▶ _Task to carry out_
Go through the records and give each one again exactly.
[BEGIN Material supplied]
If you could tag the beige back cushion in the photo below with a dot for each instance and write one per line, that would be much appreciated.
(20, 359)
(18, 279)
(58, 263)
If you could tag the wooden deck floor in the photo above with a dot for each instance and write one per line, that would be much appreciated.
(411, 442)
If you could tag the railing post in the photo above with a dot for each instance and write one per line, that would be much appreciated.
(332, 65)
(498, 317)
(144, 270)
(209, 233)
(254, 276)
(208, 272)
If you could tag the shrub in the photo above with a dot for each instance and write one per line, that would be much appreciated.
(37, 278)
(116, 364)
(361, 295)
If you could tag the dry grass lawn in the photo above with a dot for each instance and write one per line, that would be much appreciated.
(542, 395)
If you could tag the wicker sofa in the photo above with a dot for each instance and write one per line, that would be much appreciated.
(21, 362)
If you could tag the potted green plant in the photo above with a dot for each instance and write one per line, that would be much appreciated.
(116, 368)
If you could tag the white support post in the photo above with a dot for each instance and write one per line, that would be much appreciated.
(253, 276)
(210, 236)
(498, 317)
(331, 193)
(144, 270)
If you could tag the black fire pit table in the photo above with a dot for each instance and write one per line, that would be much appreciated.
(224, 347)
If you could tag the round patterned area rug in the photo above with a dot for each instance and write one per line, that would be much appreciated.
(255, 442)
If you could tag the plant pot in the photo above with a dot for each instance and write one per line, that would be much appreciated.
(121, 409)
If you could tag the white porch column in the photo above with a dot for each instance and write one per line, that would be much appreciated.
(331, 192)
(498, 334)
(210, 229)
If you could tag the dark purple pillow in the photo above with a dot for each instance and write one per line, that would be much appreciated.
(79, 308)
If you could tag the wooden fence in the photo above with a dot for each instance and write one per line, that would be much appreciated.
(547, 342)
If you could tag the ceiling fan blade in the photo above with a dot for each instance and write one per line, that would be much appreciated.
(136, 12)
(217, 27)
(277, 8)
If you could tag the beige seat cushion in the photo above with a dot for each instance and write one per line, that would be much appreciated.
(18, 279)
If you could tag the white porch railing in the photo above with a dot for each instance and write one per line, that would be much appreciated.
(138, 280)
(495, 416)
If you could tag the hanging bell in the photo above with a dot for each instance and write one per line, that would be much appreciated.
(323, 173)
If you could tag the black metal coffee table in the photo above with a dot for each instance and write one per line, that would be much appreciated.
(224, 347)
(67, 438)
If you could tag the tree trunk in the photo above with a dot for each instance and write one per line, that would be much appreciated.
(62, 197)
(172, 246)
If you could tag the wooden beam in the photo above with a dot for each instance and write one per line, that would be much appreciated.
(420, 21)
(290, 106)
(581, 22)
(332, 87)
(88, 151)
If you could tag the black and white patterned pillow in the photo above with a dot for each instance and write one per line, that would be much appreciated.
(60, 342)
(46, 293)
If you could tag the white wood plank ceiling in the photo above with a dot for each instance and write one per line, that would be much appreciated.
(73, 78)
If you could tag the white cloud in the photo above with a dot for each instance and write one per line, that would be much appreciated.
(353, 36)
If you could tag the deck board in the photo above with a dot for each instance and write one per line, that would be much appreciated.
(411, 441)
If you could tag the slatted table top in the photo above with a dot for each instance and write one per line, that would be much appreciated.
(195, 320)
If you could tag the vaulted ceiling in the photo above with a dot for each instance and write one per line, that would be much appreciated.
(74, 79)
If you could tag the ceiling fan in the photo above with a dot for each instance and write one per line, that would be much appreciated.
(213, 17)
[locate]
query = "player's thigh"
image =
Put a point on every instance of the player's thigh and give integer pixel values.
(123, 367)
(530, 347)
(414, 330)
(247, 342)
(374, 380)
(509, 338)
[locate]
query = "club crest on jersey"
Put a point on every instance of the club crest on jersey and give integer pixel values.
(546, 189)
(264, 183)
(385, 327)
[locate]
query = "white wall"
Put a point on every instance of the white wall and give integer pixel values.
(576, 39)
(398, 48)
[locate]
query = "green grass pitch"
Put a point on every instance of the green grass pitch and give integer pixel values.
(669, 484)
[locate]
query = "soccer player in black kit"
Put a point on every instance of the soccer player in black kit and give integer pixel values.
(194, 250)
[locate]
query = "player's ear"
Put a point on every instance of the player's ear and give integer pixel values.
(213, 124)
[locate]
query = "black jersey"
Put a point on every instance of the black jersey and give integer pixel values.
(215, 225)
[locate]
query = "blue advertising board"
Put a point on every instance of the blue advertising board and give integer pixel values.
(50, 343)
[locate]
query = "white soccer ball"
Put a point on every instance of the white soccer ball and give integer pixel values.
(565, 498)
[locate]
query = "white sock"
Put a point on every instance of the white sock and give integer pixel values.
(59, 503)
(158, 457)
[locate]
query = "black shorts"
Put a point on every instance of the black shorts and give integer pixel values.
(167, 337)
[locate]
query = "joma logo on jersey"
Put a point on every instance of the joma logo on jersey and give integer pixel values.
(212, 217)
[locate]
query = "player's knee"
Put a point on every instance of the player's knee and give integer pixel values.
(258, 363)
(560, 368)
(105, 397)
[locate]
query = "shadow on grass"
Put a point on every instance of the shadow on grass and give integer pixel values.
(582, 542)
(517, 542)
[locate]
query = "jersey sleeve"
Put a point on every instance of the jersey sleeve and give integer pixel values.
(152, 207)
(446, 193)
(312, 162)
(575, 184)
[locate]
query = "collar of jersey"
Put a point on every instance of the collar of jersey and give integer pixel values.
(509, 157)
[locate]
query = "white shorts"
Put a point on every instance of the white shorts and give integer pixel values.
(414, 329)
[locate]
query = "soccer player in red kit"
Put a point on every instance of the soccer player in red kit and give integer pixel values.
[END Material supplied]
▶ _Solution to this exercise_
If you could tag the beige back cushion in the photo below with a dot for each instance and write one per line, that would be much appreciated.
(20, 359)
(18, 279)
(58, 263)
If you could tag the wooden deck floor in the photo above with a dot for each instance and write one per line, that would be much appreciated.
(411, 442)
If you could tag the railing post in the photo above with a dot for each instance and write one per line, that would be much appreciated.
(332, 65)
(498, 317)
(144, 270)
(209, 233)
(254, 276)
(208, 272)
If you could tag the shrub in the photo above with a dot for each instance and write one per line, that would be much appreciated.
(37, 278)
(116, 364)
(361, 295)
If you could tag the dry grass lawn in the photo above with a dot for each instance and write one per line, that would be much appreciated.
(542, 395)
If you could tag the wicker sofa in the photo above with a dot for each instance and write one per line, that would be much appreciated.
(21, 362)
If you could tag the potted green plant in the photo above with a dot for each instance and write one per line, that would be much appreciated.
(116, 368)
If you could tag the white support post in the photo above with a dot for each instance and write one per line, that would be much appreciated.
(253, 276)
(210, 236)
(498, 317)
(331, 193)
(144, 270)
If you could tag the black fire pit table in the photo above with a dot for each instance and write one per line, that would be much appreciated.
(224, 347)
If you could tag the round patterned area rug in the photo above with a dot for each instance and write one per line, that would be much appreciated.
(255, 442)
If you could tag the plant pot in the photo above with a dot for each instance and write one per line, that would be much appreciated.
(121, 409)
If you could tag the white porch column in the photo above with a dot for each instance and write one per line, that would be much appreciated.
(331, 192)
(498, 334)
(210, 229)
If you could tag the dark purple pillow in the photo above with a dot for each instance and write one per line, that would be much appreciated.
(79, 308)
If you could tag the wooden fence in the photo above with a dot for each instance and write one per line, that would be much appreciated.
(547, 342)
If you could tag the ceiling fan blade in the photo above with a dot for each instance and write one per line, that would be much appreciated.
(136, 12)
(217, 27)
(277, 8)
If you could tag the beige seat cushion in the photo above with a dot for each instance and write one per line, that would be much appreciated.
(18, 279)
If you could tag the white porch railing in the photo above with a dot for each instance and write one per line, that would be much appreciated.
(138, 280)
(495, 416)
If you could tag the hanging bell in the photo above with a dot for each instance and write one per line, that would be much appreciated.
(323, 173)
If you could tag the black metal coffee table in the photo above with a dot for each instance and write one per line, that would be much appreciated.
(224, 347)
(67, 438)
If you could tag the tree trunk in the photo above with a dot for each instance and write one per line, that would be much appreciated.
(62, 197)
(172, 246)
If you could tag the wooden beam in the photo above with a dot for each instance and write one per line, that would be much appreciated.
(420, 21)
(290, 106)
(581, 22)
(332, 87)
(88, 151)
If you could tag the black and white patterned pillow in the photo above with a dot for each instance and write one per line, that would be much appreciated.
(60, 342)
(46, 293)
If you could tag the white wood plank ceiling in the photo above with a dot for each instance and write one per line, that would be much appreciated.
(73, 78)
If you could tag the white cloud in the photo above with a dot for each instance and write one per line, that would be much appreciated.
(353, 36)
If you could tag the deck board in the photo above with a dot for each instance and write one per line, that would be much appreciated.
(411, 441)
If you could tag the slatted table top in the photo above with a dot for each instance and write one per line, that would be much appreciated.
(195, 320)
If you could tag the vaulted ceiling in the photo above with a dot for each instance and write one per line, that would be much appreciated.
(74, 79)
If you could tag the ceiling fan in the photo above with a dot for each instance and write one per line, that would be much appreciated.
(213, 17)
[locate]
query = "player's thigh"
image =
Put a point on every instance of the player's thigh and give integer pixel values.
(123, 367)
(530, 347)
(414, 330)
(247, 342)
(374, 380)
(509, 338)
[locate]
query = "club crest on jersey"
Put a point on every instance of the club crest on jersey and give integer pixel values.
(546, 189)
(264, 183)
(385, 327)
[locate]
query = "white wall"
Put a point on every instance of the white wall and give integer pixel values.
(576, 39)
(398, 48)
[locate]
query = "green grass pitch"
Put a point on every instance of the green grass pitch and give integer pixel values.
(669, 484)
[locate]
query = "soccer player in black kit"
Put a point on every instance of the soccer player in black kit and give integer pixel values.
(194, 250)
[locate]
query = "player's ear"
Put a point on every instance of the player's ear and give integer pixel values.
(213, 124)
[locate]
query = "black jersey"
Put a point on every instance of the black jersey and give integer pixel values.
(215, 225)
[locate]
query = "blue advertising board"
Put a point on every instance of the blue advertising board and give integer pixel values.
(50, 343)
[locate]
query = "white soccer ball"
Put a point on every instance of the white soccer ball and give integer pixel values.
(565, 498)
[locate]
query = "white sock"
Put a point on every instance of the white sock and give integer pixel values.
(59, 503)
(158, 457)
[locate]
query = "black shorts"
Put a point on every instance of the black shorts and give integer pixel values.
(167, 337)
[locate]
query = "joma logo on jersey"
Put a point on every instance of the joma logo on jersey and give integer pixel values.
(212, 217)
[locate]
query = "player's knee"
Put a point on every instance of the player's knee and give integer pixel values.
(258, 363)
(560, 368)
(105, 397)
[locate]
query = "shadow on grass"
Put a point on every instance of the shadow on grass and give integer pixel values.
(582, 542)
(517, 542)
[locate]
query = "jersey sleeve"
Put a point on every instance of the jersey sleeve and give integer pixel values.
(152, 207)
(446, 193)
(312, 162)
(575, 184)
[locate]
query = "collar of jersey"
Put a point on every instance of the collar of jersey and give integer pixel values.
(509, 157)
[locate]
query = "white shorts"
Put a point on every instance of the white shorts and give integer pixel values.
(414, 329)
[locate]
query = "soccer player in red kit"
Put a point on every instance of the soccer player in red kit and give integer pixel values.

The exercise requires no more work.